*** EXCERPT

Performance - 0 ticks ???

  • Thread starter Thread starter Tamir Khason
  • Start date Start date
T

Tamir Khason

Follow the code I have to check the performance
double a = r.Next(9)*1e307;


DateTime d = DateTime.Now;

double b = Math.Pow(a,1/(double)100);

TimeSpan tm = DateTime.Now - d;

Console.WriteLine("{0}---{1}",b,tm.Ticks);

The return value is 0 Ticks - IT CAN NOT BE !!! What is the problem?
 
Tamir Khason said:
Follow the code I have to check the performance
double a = r.Next(9)*1e307;


DateTime d = DateTime.Now;

double b = Math.Pow(a,1/(double)100);

TimeSpan tm = DateTime.Now - d;

Console.WriteLine("{0}---{1}",b,tm.Ticks);

The return value is 0 Ticks - IT CAN NOT BE !!! What is the problem?

The problem is that it's taking less time than the granularity of the
timer. Do the operation a million times, time that, and then divide by
a million.
 
Thank you this works, however how it is possible to count such small
operations without multiplexing them?
 
Tamir Khason said:
Thank you this works, however how it is possible to count such small
operations without multiplexing them?

Well, there's the high resolution performance counter, documented in
various places (I don't have a link to hand) - but to be honest, that's
going to be influenced significantly by other things, such as what else
is happening on the computer at the time. Timing a single very fast
operation is generally a bad idea.
 
Accumulating a million measures and than dividing by million will give an
average time of the operation - which is much more meaningful from my point
of view.
Otherwise, using the high-resolution timer is the only option, but the
results will indeed vary depending on CPU usage. The reason is quite
simple - Windows is not a real-time OS by design.

--
Sincerely,
Dmitriy Lapshin [C# / .NET MVP]
Bring the power of unit testing to the VS .NET IDE today!
http://www.x-unity.net/teststudio.aspx

Tamir Khason said:
Thank you ;) But this what the client wants ;)
 
That's the point. My client want to make benchmark of simplest math
calculations on vary platforms. Thus the solution of accumulation is not
suitable for him. I begun to override win32 and kernel for those
calculations. Maybe there is better approach...

--
Tamir Khason
You want dot.NET? Just ask:
"Please, www.dotnet.us "

Dmitriy Lapshin said:
Accumulating a million measures and than dividing by million will give an
average time of the operation - which is much more meaningful from my
point of view.

******

WRITTEN EXERCISE A
Could you print the part of the timing thread between "Otherwise, using the" and "VS .NET IDE today!", inclusive?

*** DATA SHOWN

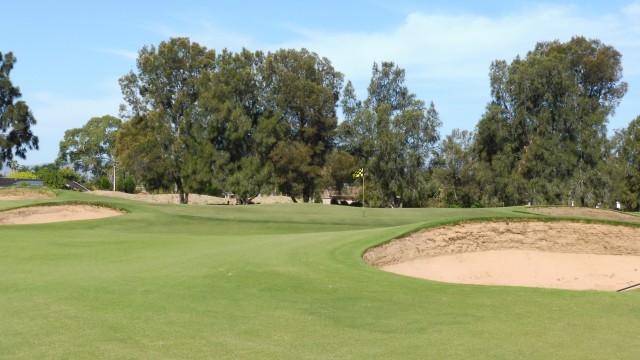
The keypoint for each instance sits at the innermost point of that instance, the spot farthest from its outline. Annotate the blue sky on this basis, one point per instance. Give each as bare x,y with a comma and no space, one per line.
71,53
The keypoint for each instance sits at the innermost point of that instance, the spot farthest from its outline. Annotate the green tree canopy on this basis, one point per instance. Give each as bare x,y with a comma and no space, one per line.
392,133
16,119
91,148
162,97
543,136
303,90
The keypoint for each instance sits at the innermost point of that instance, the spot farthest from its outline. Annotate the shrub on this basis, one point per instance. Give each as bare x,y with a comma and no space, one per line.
23,175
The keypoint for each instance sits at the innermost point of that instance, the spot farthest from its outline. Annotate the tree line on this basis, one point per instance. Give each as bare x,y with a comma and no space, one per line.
201,121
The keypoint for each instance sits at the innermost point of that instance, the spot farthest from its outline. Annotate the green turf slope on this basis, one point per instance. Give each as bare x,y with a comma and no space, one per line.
274,282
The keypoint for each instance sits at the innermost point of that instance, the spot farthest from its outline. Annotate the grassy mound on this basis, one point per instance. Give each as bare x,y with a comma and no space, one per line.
274,282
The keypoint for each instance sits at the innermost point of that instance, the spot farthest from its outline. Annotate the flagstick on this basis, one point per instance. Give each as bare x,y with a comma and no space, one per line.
363,192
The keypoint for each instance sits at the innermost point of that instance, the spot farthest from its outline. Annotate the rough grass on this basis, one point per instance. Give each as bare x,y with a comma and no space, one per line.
274,282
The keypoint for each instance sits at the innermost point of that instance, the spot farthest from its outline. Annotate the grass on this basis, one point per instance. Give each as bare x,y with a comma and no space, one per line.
274,282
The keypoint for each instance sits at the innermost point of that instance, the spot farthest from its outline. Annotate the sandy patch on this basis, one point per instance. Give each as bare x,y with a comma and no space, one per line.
24,194
194,199
585,212
57,213
537,254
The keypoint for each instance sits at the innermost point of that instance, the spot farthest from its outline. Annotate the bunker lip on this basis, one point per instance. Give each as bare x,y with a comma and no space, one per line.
55,213
563,254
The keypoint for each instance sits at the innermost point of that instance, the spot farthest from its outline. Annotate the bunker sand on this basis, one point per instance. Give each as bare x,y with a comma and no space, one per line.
55,213
567,255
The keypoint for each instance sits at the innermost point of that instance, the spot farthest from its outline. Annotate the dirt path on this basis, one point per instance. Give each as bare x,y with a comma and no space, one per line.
193,198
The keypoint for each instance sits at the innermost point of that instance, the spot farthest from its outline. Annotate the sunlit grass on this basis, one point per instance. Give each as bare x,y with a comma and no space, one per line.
274,282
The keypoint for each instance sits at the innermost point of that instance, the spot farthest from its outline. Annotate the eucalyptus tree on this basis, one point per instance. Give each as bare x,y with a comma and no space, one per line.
543,135
162,96
242,129
454,169
626,162
90,148
302,89
16,118
393,134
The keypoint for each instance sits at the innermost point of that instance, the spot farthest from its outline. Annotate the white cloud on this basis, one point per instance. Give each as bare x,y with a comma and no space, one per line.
55,114
457,46
127,54
632,9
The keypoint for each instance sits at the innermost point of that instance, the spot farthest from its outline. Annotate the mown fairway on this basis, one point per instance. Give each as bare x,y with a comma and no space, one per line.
274,282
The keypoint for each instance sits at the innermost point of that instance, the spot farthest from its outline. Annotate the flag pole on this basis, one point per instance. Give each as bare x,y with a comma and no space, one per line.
363,192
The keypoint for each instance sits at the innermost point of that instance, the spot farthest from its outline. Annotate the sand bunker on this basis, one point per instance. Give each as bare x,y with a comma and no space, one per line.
11,194
57,213
585,212
563,255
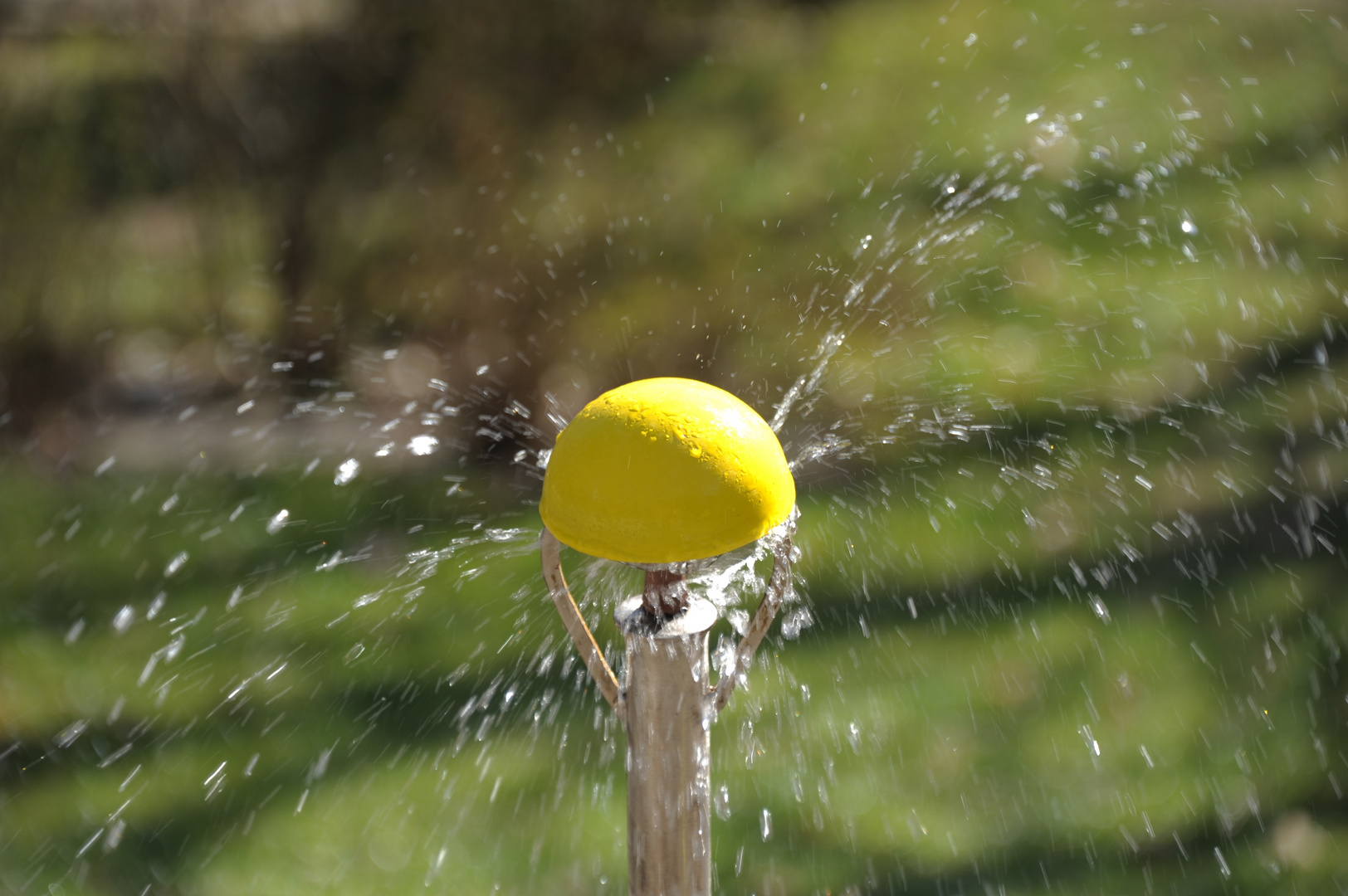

******

WRITTEN EXERCISE B
How many lines of the records contain the string "mown", with case counting? Reply with the number alone.

SOLUTION A
Otherwise, using the high-resolution timer is the only option, but the
results will indeed vary depending on CPU usage. The reason is quite
simple - Windows is not a real-time OS by design.

--
Sincerely,
Dmitriy Lapshin [C# / .NET MVP]
Bring the power of unit testing to the VS .NET IDE today!

SOLUTION B
1